Data extracts:
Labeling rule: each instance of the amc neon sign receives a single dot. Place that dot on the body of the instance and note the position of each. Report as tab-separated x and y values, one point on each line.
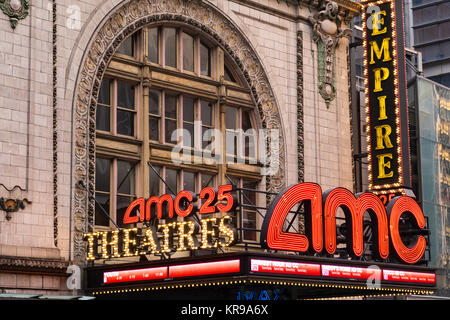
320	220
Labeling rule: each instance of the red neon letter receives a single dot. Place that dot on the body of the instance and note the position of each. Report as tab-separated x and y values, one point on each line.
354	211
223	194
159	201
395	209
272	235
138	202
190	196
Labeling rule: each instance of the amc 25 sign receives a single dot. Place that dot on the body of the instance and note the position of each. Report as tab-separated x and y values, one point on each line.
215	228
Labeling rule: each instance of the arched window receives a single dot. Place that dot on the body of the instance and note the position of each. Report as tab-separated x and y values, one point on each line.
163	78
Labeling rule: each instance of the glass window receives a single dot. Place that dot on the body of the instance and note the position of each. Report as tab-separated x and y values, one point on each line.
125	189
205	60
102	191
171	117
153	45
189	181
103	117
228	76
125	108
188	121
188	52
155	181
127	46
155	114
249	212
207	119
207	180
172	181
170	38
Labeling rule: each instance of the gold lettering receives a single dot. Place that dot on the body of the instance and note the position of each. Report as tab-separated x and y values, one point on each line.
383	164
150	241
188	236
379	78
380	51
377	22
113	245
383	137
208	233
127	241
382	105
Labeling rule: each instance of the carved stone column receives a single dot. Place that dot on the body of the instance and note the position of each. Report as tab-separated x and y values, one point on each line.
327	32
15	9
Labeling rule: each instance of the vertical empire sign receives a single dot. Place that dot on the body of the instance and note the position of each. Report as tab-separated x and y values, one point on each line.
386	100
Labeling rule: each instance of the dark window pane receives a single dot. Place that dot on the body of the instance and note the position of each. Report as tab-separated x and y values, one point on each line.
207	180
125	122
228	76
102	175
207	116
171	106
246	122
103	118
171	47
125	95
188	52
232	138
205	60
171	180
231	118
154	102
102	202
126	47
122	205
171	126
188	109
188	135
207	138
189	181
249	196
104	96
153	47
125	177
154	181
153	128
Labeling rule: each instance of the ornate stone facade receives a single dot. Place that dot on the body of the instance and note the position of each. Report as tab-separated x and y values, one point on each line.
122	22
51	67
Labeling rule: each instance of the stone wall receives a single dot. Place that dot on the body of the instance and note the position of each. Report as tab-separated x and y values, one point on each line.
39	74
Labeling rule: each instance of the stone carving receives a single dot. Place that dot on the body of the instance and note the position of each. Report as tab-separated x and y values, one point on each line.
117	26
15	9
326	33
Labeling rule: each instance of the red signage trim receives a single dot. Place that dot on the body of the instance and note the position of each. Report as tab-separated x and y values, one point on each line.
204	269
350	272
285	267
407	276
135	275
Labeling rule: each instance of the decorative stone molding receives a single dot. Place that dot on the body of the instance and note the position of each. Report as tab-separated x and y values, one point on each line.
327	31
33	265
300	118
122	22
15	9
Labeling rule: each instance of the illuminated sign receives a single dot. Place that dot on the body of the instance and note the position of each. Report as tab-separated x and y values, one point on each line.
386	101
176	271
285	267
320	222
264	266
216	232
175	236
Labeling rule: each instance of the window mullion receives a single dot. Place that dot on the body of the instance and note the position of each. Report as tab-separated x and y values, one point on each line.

Problem statement:
Return every record exactly, leaving out the pictures.

Solution to this exercise:
Labeling rule: each instance of the amc neon sign receives a single dot. Place that dot on the body of the instance and note the position of each. Report as tab-separated x and y values, one point on each line.
320	220
Labeling rule: each instance of the red neon letter receives a single dot. Place that dot on the body of the instance and note the position of each. Report as tab-separated x and y values, one point on each line.
354	211
223	194
159	201
395	209
272	235
138	202
190	196
Labeling rule: each instance of the amc 25 sign receives a single dot. Place that dot on the body of the instance and note the position of each. Report as tab-separated x and y values, one point on each line.
215	228
Labeling rule: each instance of the arched window receives a single dot. Place that dot on the body of the instance and note the position of each. Report as tab-separated x and y values, one point on each line.
163	78
Labeling rule: each instance of the glass window receives a single dot. Place that dot on the body of the instance and note the position of each. Report as tab-separated x and y values, one point on each line.
125	189
205	60
102	191
171	117
153	45
189	181
103	117
228	76
125	108
188	121
188	52
155	181
127	46
155	114
249	212
207	119
207	180
172	181
170	38
Labeling rule: each instance of the gold lettering receives a single dot. Place that dot on the body of the instance and note the position of each. Report as tab-separated x and y values, one point on each line.
383	164
150	241
188	236
379	78
380	51
377	22
113	245
383	137
208	233
127	241
382	105
Labeling rule: each instance of the carved stone column receives a single dot. Place that dot on the body of the instance and note the position of each. Report as tab-separated x and y values, one point on each line.
327	32
15	9
Labeling rule: each instance of the vertical empire sign receives a single dot. Place that dot on the body of the instance and note the position of each. Report as tab-separated x and y values, one point on each line.
386	100
Labeling rule: each instance of the dark window pane receives a single dot. Place that dot on the body of the instance and note the position of each. Report as tab-separated x and y values, one point on each line.
207	180
125	122
228	76
102	175
207	116
171	106
246	122
103	118
171	47
125	95
188	52
232	138
205	60
171	180
231	118
154	102
102	202
126	47
122	205
171	126
188	109
188	135
207	138
189	181
249	196
104	96
153	47
125	177
154	181
153	128
Labeling rule: each instance of the ornate stone facade receives a single dot. Place that dot on the body of the instance and note the position of each. Report as tab-separated x and y values, one point on each line.
122	22
51	67
Labeling rule: each instance of the stone wall receives a single dot. Place that dot on the body of the instance and note the position of each. Report as tab-separated x and y values, one point on each line.
39	74
Labeling rule: each instance of the stone carving receives a single dot. Place that dot on the body of the instance and note the position of each. Report as tab-separated x and y values, one point on each line.
117	26
15	9
326	33
Labeling rule: each instance of the red signage trim receives a single dot. Place that dot on the body of the instance and note the position of each. Report as tab-separated x and y values, one point on each line.
204	269
350	272
285	267
407	276
135	275
Labeling rule: each instance of the decorative stone molding receives a single dot. Place that dot on the body of the instance and note the position of each. Report as tab-separated x and y values, one point on each line.
327	31
33	265
300	118
122	22
15	9
Labeling rule: each instance of the illuminated sign receives a single dot. Place that dot on the body of the instance and note the position of each. Report as tab-separated x and y values, one point on each line.
386	101
176	271
285	267
320	222
264	266
216	232
175	236
Labeling rule: each instance of the window mullion receives a single dot. Place that dot on the body of the instance and note the position of each. Report as tab-separated x and y values, one point on each line.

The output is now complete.